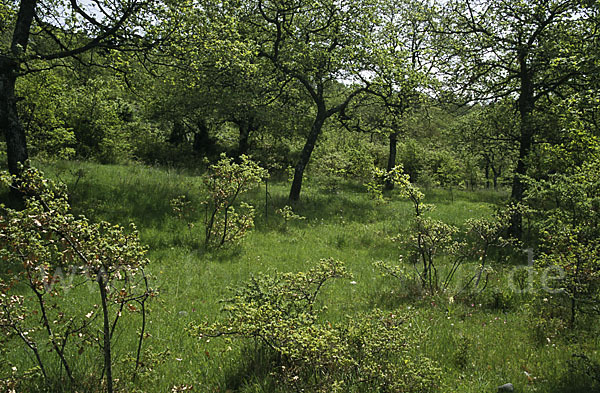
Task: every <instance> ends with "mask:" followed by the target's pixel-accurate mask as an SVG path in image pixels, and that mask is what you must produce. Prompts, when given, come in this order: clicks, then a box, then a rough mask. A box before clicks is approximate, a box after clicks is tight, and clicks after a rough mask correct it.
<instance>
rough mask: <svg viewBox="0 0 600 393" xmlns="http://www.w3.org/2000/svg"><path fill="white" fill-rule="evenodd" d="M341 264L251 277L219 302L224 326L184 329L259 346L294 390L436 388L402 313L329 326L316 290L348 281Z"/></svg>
mask: <svg viewBox="0 0 600 393" xmlns="http://www.w3.org/2000/svg"><path fill="white" fill-rule="evenodd" d="M350 278H351V275H350V274H349V273H348V272H347V271H346V269H345V267H344V264H343V263H342V262H340V261H337V260H334V259H324V260H321V261H320V263H319V264H318V265H317V266H316V267H315V268H313V269H311V270H309V271H308V272H300V273H277V274H275V275H259V276H256V277H253V278H252V279H251V280H249V281H248V282H247V283H246V284H245V285H243V286H242V287H240V288H238V289H236V290H234V291H233V296H232V297H231V298H230V299H228V300H226V305H225V307H224V308H223V312H224V313H225V314H226V317H225V318H224V320H222V321H219V322H216V323H214V324H208V323H203V324H198V325H194V326H192V327H191V329H190V330H191V332H192V334H194V335H196V336H198V337H199V338H202V339H204V338H206V339H210V338H212V337H219V336H229V337H237V338H241V339H251V340H255V341H256V342H258V343H260V344H262V345H264V346H266V347H267V348H268V349H269V350H270V351H271V352H272V353H274V354H275V358H276V359H277V364H276V371H275V373H276V376H277V381H280V382H281V383H282V384H283V385H284V388H285V389H287V390H288V391H289V390H295V391H311V392H342V391H354V390H353V389H355V388H356V386H357V385H364V386H366V387H367V390H369V389H372V390H373V391H382V392H431V391H434V390H435V389H436V387H437V386H438V385H439V383H440V377H439V376H440V370H439V368H438V367H436V366H435V364H434V363H433V362H432V361H431V360H429V359H427V358H424V357H421V356H418V355H416V354H415V353H414V348H415V347H416V346H417V344H416V343H417V338H416V336H417V335H420V334H422V332H416V331H414V330H415V329H413V328H412V324H411V323H410V319H409V318H408V317H407V316H406V315H403V314H397V313H393V312H383V311H379V310H375V311H372V312H369V313H363V314H360V315H355V316H353V317H348V318H347V320H346V321H343V322H341V323H339V324H332V323H330V322H328V321H324V320H322V313H323V311H324V310H325V307H323V306H321V307H319V306H317V304H316V300H317V297H318V295H319V293H320V291H321V289H322V288H323V286H324V285H325V284H326V283H327V282H329V281H331V280H332V279H350Z"/></svg>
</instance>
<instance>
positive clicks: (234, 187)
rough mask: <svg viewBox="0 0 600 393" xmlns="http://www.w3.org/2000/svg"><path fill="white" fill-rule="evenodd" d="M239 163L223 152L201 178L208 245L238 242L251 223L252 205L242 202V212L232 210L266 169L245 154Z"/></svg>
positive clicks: (220, 244) (205, 229)
mask: <svg viewBox="0 0 600 393" xmlns="http://www.w3.org/2000/svg"><path fill="white" fill-rule="evenodd" d="M240 160H241V162H240V163H239V164H238V163H236V162H235V161H234V160H233V159H232V158H227V156H225V155H224V154H223V155H221V159H220V160H219V162H217V163H216V164H214V165H211V166H210V167H209V174H208V176H207V177H206V178H205V180H204V184H205V186H206V188H207V189H208V200H207V201H206V218H205V226H206V227H205V238H204V243H205V245H206V246H207V247H221V246H223V245H225V244H232V243H236V242H238V241H240V240H241V239H242V238H243V237H244V236H245V235H246V233H247V232H248V230H250V229H251V228H252V227H253V226H254V207H253V206H251V205H249V204H247V203H241V204H240V205H239V207H240V208H241V210H242V212H241V213H238V212H236V210H235V206H234V204H235V203H236V201H237V198H238V197H239V196H240V195H241V194H243V193H244V192H247V191H249V190H251V189H253V188H255V187H257V186H258V184H259V183H260V182H261V181H263V180H264V179H266V178H267V177H268V175H269V174H268V172H267V170H266V169H263V168H261V167H260V166H259V165H258V164H257V163H255V162H254V161H252V160H250V158H248V157H247V156H245V155H242V156H241V157H240Z"/></svg>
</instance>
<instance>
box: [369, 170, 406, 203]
mask: <svg viewBox="0 0 600 393" xmlns="http://www.w3.org/2000/svg"><path fill="white" fill-rule="evenodd" d="M388 183H391V184H394V185H400V186H401V187H402V188H403V189H404V188H405V187H407V184H410V181H409V176H408V175H406V174H405V173H403V171H402V166H395V167H394V168H392V170H391V171H389V172H388V171H386V170H385V169H381V168H377V167H373V168H372V170H371V181H369V182H368V183H365V184H364V186H365V188H366V189H367V193H368V194H369V196H370V197H371V198H373V199H374V200H376V201H378V202H384V201H385V199H384V197H383V190H384V189H385V186H386V184H388Z"/></svg>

-- How to complete this task --
Express every line of the entries above as a JSON list of strings, one string per line, with blank lines and the pictures left out.

-- Solution for this exercise --
[
  "Task: every <instance> ends with \"mask:\" followed by the target's pixel-accurate mask as an SVG path in image pixels, and that mask is what you must produce. Prompts, when given, come in this order: clicks, then a box, then a rough mask. A box before clicks is approximate, a box after clicks is tight, and clicks after a rough mask correct it.",
  "<instance>",
  "rough mask: <svg viewBox=\"0 0 600 393\" xmlns=\"http://www.w3.org/2000/svg\"><path fill=\"white\" fill-rule=\"evenodd\" d=\"M341 264L251 277L219 302L224 326L184 329L259 346L294 390L436 388L402 313L329 326L316 290L348 281Z\"/></svg>",
  "mask: <svg viewBox=\"0 0 600 393\" xmlns=\"http://www.w3.org/2000/svg\"><path fill=\"white\" fill-rule=\"evenodd\" d=\"M350 278H351V275H350V274H349V273H348V272H347V271H346V269H345V267H344V264H343V263H342V262H340V261H337V260H334V259H324V260H321V261H320V263H319V264H318V265H317V266H316V267H315V268H313V269H311V270H309V271H308V272H300V273H277V274H275V275H259V276H256V277H253V278H252V279H251V280H249V281H248V282H247V283H246V284H245V285H243V286H242V287H240V288H238V289H236V290H234V291H233V296H232V297H231V298H230V299H228V300H226V305H225V307H224V308H223V312H224V313H225V314H226V317H225V318H224V320H222V321H219V322H216V323H214V324H208V323H203V324H198V325H194V326H192V327H191V329H190V330H191V332H192V334H194V335H196V336H198V337H199V338H202V339H204V338H206V339H210V338H212V337H219V336H229V337H237V338H241V339H251V340H255V341H256V342H258V343H260V344H262V345H264V346H266V347H267V348H268V349H269V350H270V351H271V352H272V353H274V354H275V358H276V359H277V364H276V371H275V373H276V376H277V381H280V382H281V383H282V384H283V385H284V388H285V389H287V390H288V391H289V390H295V391H311V392H342V391H354V390H353V389H355V388H356V386H357V385H364V386H366V387H367V390H369V389H372V390H373V391H382V392H431V391H434V390H435V389H436V387H437V386H438V385H439V383H440V377H439V376H440V370H439V368H438V367H436V366H435V364H434V363H433V362H432V361H431V360H429V359H427V358H424V357H421V356H418V355H416V354H415V353H414V348H415V347H416V346H417V344H416V343H417V338H416V336H417V335H420V334H422V332H416V331H414V330H415V329H413V328H412V324H411V323H410V319H409V318H408V317H407V316H406V315H403V314H397V313H393V312H383V311H379V310H375V311H372V312H369V313H363V314H360V315H355V316H353V317H348V318H347V320H346V321H343V322H341V323H339V324H332V323H330V322H328V321H324V320H322V313H323V311H324V310H325V307H323V306H321V307H319V306H317V304H316V300H317V297H318V295H319V293H320V291H321V289H322V288H323V286H324V285H325V284H326V283H327V282H329V281H331V280H332V279H350Z\"/></svg>",
  "</instance>",
  "<instance>",
  "positive clicks: (234, 187)",
  "rough mask: <svg viewBox=\"0 0 600 393\" xmlns=\"http://www.w3.org/2000/svg\"><path fill=\"white\" fill-rule=\"evenodd\" d=\"M239 163L223 152L201 178L208 245L238 242L251 223L252 205L242 202V212L232 210L266 169L245 154Z\"/></svg>",
  "positive clicks: (220, 244) (205, 229)",
  "mask: <svg viewBox=\"0 0 600 393\" xmlns=\"http://www.w3.org/2000/svg\"><path fill=\"white\" fill-rule=\"evenodd\" d=\"M240 160H241V162H240V163H239V164H238V163H236V162H235V161H234V160H233V159H232V158H227V156H225V155H224V154H223V155H221V159H220V160H219V162H217V163H216V164H214V165H211V166H210V167H209V174H208V176H207V177H206V178H205V180H204V184H205V186H206V188H207V189H208V200H207V201H206V218H205V226H206V227H205V238H204V243H205V245H206V246H207V247H221V246H223V245H225V244H232V243H236V242H238V241H240V240H241V239H242V238H243V237H244V236H245V235H246V233H247V232H248V230H250V229H251V228H252V227H253V226H254V207H253V206H251V205H249V204H247V203H241V204H240V205H239V207H240V208H241V210H242V212H241V213H238V212H236V210H235V206H234V204H235V203H236V201H237V198H238V197H239V196H240V195H241V194H243V193H244V192H247V191H249V190H251V189H253V188H255V187H257V186H258V184H259V183H260V182H261V181H263V180H264V179H266V178H267V177H268V175H269V174H268V172H267V170H266V169H263V168H261V167H260V166H259V165H258V164H257V163H255V162H254V161H252V160H250V158H248V157H247V156H245V155H242V156H241V157H240Z\"/></svg>",
  "</instance>",
  "<instance>",
  "box: [369, 170, 406, 203]",
  "mask: <svg viewBox=\"0 0 600 393\" xmlns=\"http://www.w3.org/2000/svg\"><path fill=\"white\" fill-rule=\"evenodd\" d=\"M388 183H391V184H394V185H400V186H401V187H402V188H403V189H404V188H405V187H407V184H410V181H409V176H408V175H406V174H405V173H403V171H402V166H395V167H394V168H392V170H391V171H389V172H388V171H386V170H385V169H381V168H377V167H373V168H372V170H371V181H369V182H368V183H365V184H364V186H365V188H366V189H367V193H368V194H369V196H370V197H371V198H373V199H374V200H376V201H378V202H384V201H385V199H384V197H383V190H384V189H385V186H386V184H388Z\"/></svg>"
]